[Texto apresentado]
..............................

04 julho 2011

Exemplo sobre como um descuido estatístico pode levar o governo a estimar mal os parâmetros de programas governamentais!

A falsa miséria estatística
O Estado de S. Paulo/BR
Domingo, 03 de julho de 2011

José de Souza Martins

Análises meramente econômicas e numéricas ignoram a poderosa tendência do pobre de compartilhar e ajudar

Nas últimas semanas a opinião pública foi abastecida com indicadores opostos sobre a situação material dos brasileiros. Os dados do Censo de 2010, que balizam as ações do novo programa governamental Brasil sem Miséria, computam 16,267 milhões de miseráveis, 8,5% da população brasileira, uma Holanda inteira, gente cuja renda familiar mensal, quando muito, alcança R$ 70. No interior desse grupo há até os miseráveis dos miseráveis, aqueles cuja renda é de até R$ 39 por mês, pouco mais de R$ 1 por dia, basicamente os tostões que a gente chuta quando caem do bolso furado, aqueles tostões que nem vale a pena curvar-se para recolher. Como há, ainda, os supermiseráveis, os 4,8 milhões de pessoas que no Censo não aparecem com renda alguma.

Aí a coisa se complica. Quem vai acreditar, em sã consciência, que quase 5 milhões de pessoas possam sobreviver sem renda alguma? Posso acreditar que haja pessoas dependentes financeiramente de terceiros, especialmente idosos, doentes e menores, que, não obstante serem de uma família, moram em casa separada da dos provedores. Nesse caso, o dado mostra um defeito na concepção estatística de família e moradia, que não corresponde ao que são numa sociedade de tradições patriarcais, a família como instituição plurilocal baseada numa economia condominial. É preciso não confundir a estatística da miséria com a miséria da estatística.

A secretária para Superação da Extrema Pobreza esclareceu que outras formas de renda não são levadas em conta nesta fase de divulgação do Censo, caso da agricultura de subsistência. Essa forma de renda não é renda. Renda é o ganho que passa pela mediação da forma dinheiro. Portanto, os dados em que vai se basear o programa Brasil sem Miséria já apontam um defeito de compreensão da realidade brasileira que repercutirá na própria concepção das medidas que preconiza. Compreende-se, pois, que, nas representações gráficas dos dados estatísticos, o Norte e o Nordeste constituam um oceano de deplorável miséria. E que o Sul e o Sudeste constituam um oceano de escandalosa prosperidade.

..............................

(Dados de detecção de objetos)
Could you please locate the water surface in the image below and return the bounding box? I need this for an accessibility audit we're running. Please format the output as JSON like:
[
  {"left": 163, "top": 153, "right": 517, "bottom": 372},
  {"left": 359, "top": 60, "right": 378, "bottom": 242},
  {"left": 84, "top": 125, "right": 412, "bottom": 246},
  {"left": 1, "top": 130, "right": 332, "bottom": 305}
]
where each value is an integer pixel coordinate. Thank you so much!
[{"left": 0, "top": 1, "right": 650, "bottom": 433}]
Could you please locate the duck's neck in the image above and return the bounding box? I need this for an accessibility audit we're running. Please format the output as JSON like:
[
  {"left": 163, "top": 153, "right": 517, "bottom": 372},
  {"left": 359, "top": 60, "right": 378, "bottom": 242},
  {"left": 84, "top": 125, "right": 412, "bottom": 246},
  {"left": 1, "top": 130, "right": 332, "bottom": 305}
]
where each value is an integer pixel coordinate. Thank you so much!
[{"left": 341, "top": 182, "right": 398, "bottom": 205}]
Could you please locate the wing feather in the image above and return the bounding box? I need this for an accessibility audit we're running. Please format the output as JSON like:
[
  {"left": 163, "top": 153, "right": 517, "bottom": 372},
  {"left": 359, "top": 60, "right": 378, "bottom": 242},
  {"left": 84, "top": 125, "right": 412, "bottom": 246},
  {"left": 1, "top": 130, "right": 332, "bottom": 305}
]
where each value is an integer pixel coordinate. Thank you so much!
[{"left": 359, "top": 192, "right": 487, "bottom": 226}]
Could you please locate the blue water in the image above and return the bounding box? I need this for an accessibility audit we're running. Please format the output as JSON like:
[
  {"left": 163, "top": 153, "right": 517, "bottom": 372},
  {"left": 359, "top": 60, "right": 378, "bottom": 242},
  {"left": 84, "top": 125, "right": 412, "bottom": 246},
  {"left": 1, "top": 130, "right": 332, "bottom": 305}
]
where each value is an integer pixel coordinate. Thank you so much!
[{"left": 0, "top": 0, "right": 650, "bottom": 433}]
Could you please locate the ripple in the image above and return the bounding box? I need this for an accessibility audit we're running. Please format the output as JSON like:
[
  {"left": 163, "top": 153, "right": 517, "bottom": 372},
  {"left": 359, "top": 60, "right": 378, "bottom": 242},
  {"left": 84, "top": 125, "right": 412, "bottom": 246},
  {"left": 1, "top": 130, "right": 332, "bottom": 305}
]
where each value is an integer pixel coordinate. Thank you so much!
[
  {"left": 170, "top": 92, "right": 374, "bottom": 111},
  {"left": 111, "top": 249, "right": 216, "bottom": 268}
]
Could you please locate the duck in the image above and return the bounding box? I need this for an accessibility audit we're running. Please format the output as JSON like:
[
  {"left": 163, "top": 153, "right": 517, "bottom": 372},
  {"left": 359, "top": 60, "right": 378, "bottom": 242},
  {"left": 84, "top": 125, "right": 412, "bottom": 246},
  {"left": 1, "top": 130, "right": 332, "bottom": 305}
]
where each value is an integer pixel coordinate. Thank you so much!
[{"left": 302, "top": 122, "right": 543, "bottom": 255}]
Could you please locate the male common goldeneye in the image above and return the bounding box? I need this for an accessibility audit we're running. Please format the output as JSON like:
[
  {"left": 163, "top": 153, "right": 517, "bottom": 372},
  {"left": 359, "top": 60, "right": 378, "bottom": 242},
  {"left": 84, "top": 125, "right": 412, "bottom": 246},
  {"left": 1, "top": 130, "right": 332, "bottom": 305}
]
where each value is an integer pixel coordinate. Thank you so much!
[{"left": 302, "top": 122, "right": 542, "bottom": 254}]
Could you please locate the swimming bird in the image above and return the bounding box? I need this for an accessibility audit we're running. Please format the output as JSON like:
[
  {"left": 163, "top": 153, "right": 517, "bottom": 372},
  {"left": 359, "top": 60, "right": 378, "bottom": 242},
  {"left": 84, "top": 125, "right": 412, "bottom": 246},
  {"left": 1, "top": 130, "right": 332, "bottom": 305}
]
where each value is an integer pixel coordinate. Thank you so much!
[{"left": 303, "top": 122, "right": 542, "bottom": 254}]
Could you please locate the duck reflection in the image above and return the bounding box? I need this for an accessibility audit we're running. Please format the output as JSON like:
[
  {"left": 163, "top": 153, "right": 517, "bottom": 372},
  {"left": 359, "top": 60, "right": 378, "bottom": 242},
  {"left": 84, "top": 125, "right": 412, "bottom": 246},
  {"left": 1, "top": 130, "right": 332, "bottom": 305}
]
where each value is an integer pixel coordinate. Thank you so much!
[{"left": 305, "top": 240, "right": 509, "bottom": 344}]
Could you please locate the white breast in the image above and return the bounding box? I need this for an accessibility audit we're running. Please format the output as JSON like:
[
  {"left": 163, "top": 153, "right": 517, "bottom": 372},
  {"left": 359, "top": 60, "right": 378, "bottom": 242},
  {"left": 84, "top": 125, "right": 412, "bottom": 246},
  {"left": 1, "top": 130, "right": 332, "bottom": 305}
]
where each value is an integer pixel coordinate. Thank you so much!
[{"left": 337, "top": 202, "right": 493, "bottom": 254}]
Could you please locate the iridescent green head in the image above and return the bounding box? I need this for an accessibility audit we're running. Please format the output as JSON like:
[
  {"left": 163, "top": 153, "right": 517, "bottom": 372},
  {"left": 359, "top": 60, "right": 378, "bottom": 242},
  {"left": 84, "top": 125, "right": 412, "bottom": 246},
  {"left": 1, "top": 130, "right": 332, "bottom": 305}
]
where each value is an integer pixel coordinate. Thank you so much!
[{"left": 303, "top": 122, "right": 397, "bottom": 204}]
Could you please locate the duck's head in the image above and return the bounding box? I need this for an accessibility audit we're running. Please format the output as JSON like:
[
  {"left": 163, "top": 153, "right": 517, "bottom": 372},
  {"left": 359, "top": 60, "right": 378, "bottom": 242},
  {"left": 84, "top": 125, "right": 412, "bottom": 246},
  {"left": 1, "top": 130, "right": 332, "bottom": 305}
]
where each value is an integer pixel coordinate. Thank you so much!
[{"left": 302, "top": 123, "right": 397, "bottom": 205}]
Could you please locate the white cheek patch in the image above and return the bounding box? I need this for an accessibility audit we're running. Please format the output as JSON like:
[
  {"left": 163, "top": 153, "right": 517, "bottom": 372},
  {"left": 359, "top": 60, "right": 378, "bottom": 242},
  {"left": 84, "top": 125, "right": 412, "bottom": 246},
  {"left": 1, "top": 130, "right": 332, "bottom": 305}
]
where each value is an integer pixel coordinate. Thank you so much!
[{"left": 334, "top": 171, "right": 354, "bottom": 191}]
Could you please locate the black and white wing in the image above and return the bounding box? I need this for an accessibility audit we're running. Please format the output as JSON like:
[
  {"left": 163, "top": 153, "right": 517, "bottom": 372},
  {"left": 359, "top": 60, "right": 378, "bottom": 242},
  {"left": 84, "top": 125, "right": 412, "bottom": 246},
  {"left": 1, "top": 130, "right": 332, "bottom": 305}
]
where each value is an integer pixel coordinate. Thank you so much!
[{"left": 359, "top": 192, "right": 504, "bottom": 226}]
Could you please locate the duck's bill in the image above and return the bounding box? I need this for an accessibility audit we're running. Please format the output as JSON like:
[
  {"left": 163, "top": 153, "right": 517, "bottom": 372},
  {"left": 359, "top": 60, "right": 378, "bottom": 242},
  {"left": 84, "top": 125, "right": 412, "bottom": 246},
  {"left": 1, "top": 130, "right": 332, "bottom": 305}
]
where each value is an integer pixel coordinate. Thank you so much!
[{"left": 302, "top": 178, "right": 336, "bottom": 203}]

..............................

[Conjunto de tarefas]
1) De acordo com o texto apresentado, quantos miseráveis os dados do Censo de 2010 computam?
2) Transcreva do texto apresentado todo o trecho que vai de "A secretária para" até "de escandalosa prosperidade.".

[Soluções]
1) 16,267 milhões de miseráveis, 8,5% da população brasileira.

2)
A secretária para Superação da Extrema Pobreza esclareceu que outras formas de renda não são levadas em conta nesta fase de divulgação do Censo, caso da agricultura de subsistência. Essa forma de renda não é renda. Renda é o ganho que passa pela mediação da forma dinheiro. Portanto, os dados em que vai se basear o programa Brasil sem Miséria já apontam um defeito de compreensão da realidade brasileira que repercutirá na própria concepção das medidas que preconiza. Compreende-se, pois, que, nas representações gráficas dos dados estatísticos, o Norte e o Nordeste constituam um oceano de deplorável miséria. E que o Sul e o Sudeste constituam um oceano de escandalosa prosperidade.